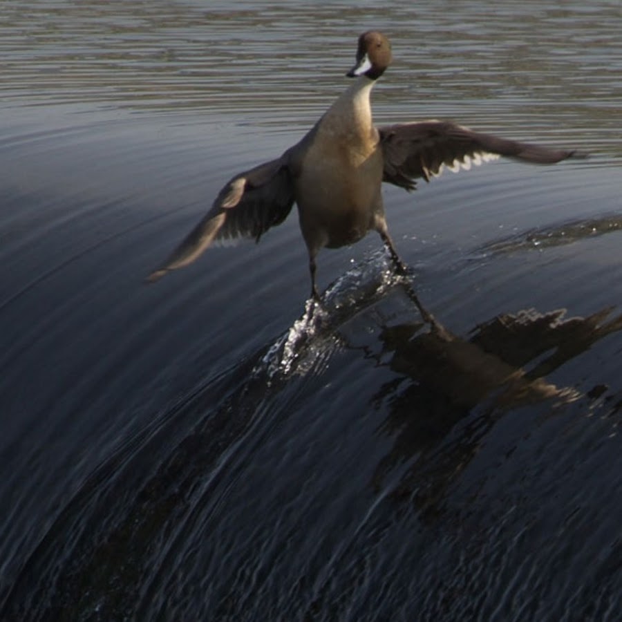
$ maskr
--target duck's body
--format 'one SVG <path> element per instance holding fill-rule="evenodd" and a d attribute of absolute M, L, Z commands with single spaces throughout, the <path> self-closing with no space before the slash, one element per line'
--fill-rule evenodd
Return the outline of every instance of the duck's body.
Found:
<path fill-rule="evenodd" d="M 370 95 L 390 61 L 385 37 L 375 32 L 361 35 L 357 64 L 348 74 L 355 77 L 352 86 L 281 158 L 234 177 L 205 217 L 149 280 L 194 261 L 218 239 L 246 236 L 258 241 L 285 220 L 295 202 L 309 252 L 312 296 L 319 299 L 315 258 L 320 249 L 352 244 L 370 230 L 378 232 L 396 267 L 404 268 L 387 229 L 383 181 L 412 190 L 415 179 L 429 181 L 444 165 L 458 170 L 499 156 L 553 163 L 574 154 L 438 121 L 377 129 Z"/>

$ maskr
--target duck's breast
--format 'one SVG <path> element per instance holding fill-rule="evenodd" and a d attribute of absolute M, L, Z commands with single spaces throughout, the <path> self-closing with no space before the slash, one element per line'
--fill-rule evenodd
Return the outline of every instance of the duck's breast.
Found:
<path fill-rule="evenodd" d="M 350 244 L 381 209 L 382 153 L 377 140 L 318 132 L 301 158 L 296 180 L 301 228 L 308 245 Z"/>

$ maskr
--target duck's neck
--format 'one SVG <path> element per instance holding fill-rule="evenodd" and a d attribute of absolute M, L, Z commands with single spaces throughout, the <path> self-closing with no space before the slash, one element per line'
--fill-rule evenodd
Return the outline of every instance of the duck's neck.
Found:
<path fill-rule="evenodd" d="M 370 95 L 375 82 L 364 75 L 357 77 L 326 112 L 327 129 L 338 133 L 368 135 L 373 128 Z"/>

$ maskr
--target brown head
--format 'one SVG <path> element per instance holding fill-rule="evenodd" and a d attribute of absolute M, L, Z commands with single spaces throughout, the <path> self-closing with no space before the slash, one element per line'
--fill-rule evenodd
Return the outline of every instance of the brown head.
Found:
<path fill-rule="evenodd" d="M 368 30 L 359 37 L 357 64 L 346 75 L 348 77 L 366 75 L 377 79 L 390 64 L 391 44 L 388 39 L 377 30 Z"/>

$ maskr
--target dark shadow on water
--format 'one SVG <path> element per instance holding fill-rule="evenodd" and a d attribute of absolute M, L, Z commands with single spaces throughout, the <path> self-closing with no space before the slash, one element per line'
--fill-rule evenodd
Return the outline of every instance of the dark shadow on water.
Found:
<path fill-rule="evenodd" d="M 184 397 L 106 460 L 23 564 L 1 619 L 138 619 L 158 609 L 150 609 L 153 602 L 166 612 L 161 586 L 175 572 L 176 550 L 197 520 L 197 504 L 208 506 L 203 516 L 216 511 L 249 448 L 290 416 L 295 396 L 336 352 L 356 351 L 344 328 L 361 314 L 378 322 L 374 309 L 388 292 L 409 299 L 419 319 L 379 326 L 380 350 L 373 356 L 393 378 L 370 405 L 386 407 L 379 437 L 395 442 L 370 487 L 411 461 L 391 495 L 413 499 L 428 520 L 505 413 L 589 399 L 545 375 L 622 328 L 622 316 L 609 319 L 611 309 L 569 319 L 563 310 L 529 310 L 492 318 L 461 337 L 426 311 L 409 283 L 386 274 L 374 280 L 376 272 L 374 264 L 370 273 L 350 275 L 351 284 L 329 288 L 321 311 L 310 318 L 308 309 L 273 344 Z M 378 344 L 368 346 L 364 356 Z"/>
<path fill-rule="evenodd" d="M 622 229 L 622 214 L 611 214 L 594 218 L 564 222 L 552 227 L 533 229 L 518 236 L 511 236 L 482 247 L 481 250 L 493 254 L 510 253 L 530 248 L 572 244 L 579 240 L 596 238 Z"/>
<path fill-rule="evenodd" d="M 584 397 L 545 376 L 622 329 L 622 315 L 610 318 L 612 310 L 568 319 L 565 310 L 503 314 L 478 326 L 468 339 L 435 321 L 386 328 L 384 352 L 399 376 L 383 385 L 376 403 L 388 404 L 381 429 L 395 440 L 378 465 L 375 485 L 396 465 L 413 460 L 393 495 L 412 496 L 431 518 L 499 417 L 544 402 L 555 409 Z M 599 397 L 607 390 L 596 385 L 587 397 Z M 466 428 L 444 445 L 458 422 L 473 413 Z"/>

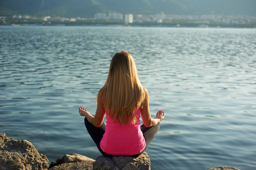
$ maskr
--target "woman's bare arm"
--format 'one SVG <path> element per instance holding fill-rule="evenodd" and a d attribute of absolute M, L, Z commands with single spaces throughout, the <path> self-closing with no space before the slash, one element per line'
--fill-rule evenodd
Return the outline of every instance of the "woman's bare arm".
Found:
<path fill-rule="evenodd" d="M 151 127 L 156 125 L 165 117 L 165 113 L 162 110 L 157 112 L 154 118 L 151 117 L 150 112 L 149 110 L 149 96 L 146 91 L 143 108 L 141 110 L 143 124 L 146 127 Z"/>
<path fill-rule="evenodd" d="M 80 107 L 79 108 L 79 113 L 81 116 L 86 117 L 89 122 L 98 128 L 102 125 L 105 116 L 105 109 L 103 107 L 104 95 L 101 95 L 100 99 L 98 97 L 97 101 L 97 109 L 95 116 L 90 113 L 84 107 Z"/>

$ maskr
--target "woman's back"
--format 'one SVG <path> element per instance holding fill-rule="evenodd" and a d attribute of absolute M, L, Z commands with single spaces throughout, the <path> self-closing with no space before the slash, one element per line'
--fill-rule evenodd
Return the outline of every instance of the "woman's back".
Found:
<path fill-rule="evenodd" d="M 112 121 L 106 113 L 106 128 L 100 141 L 100 147 L 111 155 L 135 155 L 140 153 L 146 146 L 146 142 L 140 130 L 140 109 L 135 112 L 135 124 L 129 122 L 121 125 L 116 120 Z"/>

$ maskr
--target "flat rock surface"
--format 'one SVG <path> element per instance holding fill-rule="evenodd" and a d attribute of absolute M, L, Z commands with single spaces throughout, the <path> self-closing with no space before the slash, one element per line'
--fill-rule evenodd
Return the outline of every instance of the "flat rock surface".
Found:
<path fill-rule="evenodd" d="M 31 142 L 0 133 L 0 169 L 48 169 L 48 163 Z"/>
<path fill-rule="evenodd" d="M 94 160 L 87 156 L 72 154 L 53 162 L 49 169 L 150 169 L 150 160 L 146 152 L 137 158 L 100 156 Z"/>

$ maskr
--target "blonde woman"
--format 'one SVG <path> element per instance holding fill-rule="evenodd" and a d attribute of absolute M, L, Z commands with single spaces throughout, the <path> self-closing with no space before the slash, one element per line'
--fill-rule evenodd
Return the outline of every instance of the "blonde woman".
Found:
<path fill-rule="evenodd" d="M 107 80 L 96 99 L 95 116 L 82 107 L 79 113 L 85 116 L 86 129 L 99 151 L 106 156 L 142 154 L 157 133 L 165 114 L 160 110 L 154 118 L 151 117 L 149 95 L 140 82 L 130 54 L 121 51 L 113 56 Z"/>

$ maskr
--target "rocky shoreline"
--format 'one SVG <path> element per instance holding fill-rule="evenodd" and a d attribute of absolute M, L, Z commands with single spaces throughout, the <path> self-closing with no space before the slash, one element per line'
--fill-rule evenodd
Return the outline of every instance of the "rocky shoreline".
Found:
<path fill-rule="evenodd" d="M 138 158 L 100 156 L 94 160 L 77 154 L 66 155 L 49 166 L 47 157 L 26 141 L 16 141 L 0 133 L 0 170 L 23 169 L 151 169 L 149 156 L 145 152 Z M 208 170 L 240 170 L 220 167 Z"/>

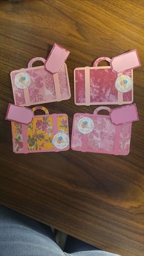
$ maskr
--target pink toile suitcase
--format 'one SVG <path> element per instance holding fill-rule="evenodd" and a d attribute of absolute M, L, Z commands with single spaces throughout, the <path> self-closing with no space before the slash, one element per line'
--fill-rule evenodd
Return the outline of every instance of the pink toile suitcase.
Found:
<path fill-rule="evenodd" d="M 98 115 L 106 109 L 109 114 Z M 71 147 L 73 150 L 126 155 L 129 153 L 132 122 L 139 120 L 135 104 L 111 109 L 97 108 L 93 114 L 74 115 Z"/>
<path fill-rule="evenodd" d="M 34 115 L 37 109 L 43 110 L 45 114 Z M 15 153 L 58 152 L 70 148 L 66 114 L 49 114 L 44 107 L 31 109 L 9 104 L 5 119 L 12 123 Z"/>
<path fill-rule="evenodd" d="M 110 66 L 98 67 L 106 60 Z M 93 67 L 74 71 L 74 102 L 77 105 L 122 104 L 133 101 L 133 68 L 140 67 L 136 49 L 112 59 L 97 59 Z"/>
<path fill-rule="evenodd" d="M 10 78 L 15 104 L 21 106 L 60 101 L 71 97 L 67 65 L 70 51 L 54 44 L 47 60 L 31 59 L 27 68 L 12 71 Z M 41 60 L 44 65 L 32 67 Z"/>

**Work to complete**
Show each line of the data above that contains the word "neck".

**The solution**
--target duck's neck
Return the outline of every instance of the duck's neck.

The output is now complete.